__Exercise objective__: Pick out each line in the material below that contains the string "door", and copy those lines. Treat case as significant.

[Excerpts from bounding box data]

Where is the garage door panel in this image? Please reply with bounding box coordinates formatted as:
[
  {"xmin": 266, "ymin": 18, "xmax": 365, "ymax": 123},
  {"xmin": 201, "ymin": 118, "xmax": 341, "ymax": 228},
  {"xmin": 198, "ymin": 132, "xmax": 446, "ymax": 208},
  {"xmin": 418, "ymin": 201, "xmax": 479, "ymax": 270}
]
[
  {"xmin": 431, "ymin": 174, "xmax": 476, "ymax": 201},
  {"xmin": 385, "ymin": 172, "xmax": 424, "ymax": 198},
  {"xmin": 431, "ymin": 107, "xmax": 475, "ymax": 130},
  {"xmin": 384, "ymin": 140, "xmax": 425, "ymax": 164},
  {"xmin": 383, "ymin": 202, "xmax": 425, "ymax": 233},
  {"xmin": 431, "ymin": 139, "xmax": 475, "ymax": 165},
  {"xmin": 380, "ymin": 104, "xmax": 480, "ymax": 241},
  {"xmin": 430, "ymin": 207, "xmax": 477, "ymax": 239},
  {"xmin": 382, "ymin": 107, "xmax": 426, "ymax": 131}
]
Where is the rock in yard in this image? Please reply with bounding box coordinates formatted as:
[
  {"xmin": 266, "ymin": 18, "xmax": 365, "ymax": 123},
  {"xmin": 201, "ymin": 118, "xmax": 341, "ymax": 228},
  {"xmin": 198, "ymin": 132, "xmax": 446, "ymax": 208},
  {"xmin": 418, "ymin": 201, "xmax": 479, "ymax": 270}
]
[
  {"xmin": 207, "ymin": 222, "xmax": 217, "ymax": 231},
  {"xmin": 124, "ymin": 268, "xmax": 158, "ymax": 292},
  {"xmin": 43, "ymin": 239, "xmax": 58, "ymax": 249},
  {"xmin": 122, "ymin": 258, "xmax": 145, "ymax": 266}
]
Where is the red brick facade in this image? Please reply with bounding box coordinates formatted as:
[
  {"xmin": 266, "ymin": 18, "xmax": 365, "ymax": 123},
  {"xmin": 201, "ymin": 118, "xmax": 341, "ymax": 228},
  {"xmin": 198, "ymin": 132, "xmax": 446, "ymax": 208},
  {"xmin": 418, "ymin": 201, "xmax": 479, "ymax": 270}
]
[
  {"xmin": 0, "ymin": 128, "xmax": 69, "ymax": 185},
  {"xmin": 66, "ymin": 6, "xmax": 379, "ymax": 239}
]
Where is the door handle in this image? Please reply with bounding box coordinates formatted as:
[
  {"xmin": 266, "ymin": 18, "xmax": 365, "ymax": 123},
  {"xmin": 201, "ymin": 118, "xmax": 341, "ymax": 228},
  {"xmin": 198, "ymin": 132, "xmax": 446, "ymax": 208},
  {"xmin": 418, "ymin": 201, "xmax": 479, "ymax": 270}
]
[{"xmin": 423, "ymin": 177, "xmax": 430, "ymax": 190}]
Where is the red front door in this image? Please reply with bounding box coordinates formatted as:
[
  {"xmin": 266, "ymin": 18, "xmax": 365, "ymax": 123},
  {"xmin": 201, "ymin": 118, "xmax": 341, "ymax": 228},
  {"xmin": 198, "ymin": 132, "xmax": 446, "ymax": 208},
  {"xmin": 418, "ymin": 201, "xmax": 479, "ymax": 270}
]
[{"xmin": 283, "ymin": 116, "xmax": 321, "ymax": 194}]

__Response to the task__:
Where is the garage door panel in this image? Please reply with bounding box coordinates formatted as:
Where is the door handle in this image? Please reply with bounding box coordinates formatted as:
Where is the red front door in this image? Please reply with bounding box coordinates formatted as:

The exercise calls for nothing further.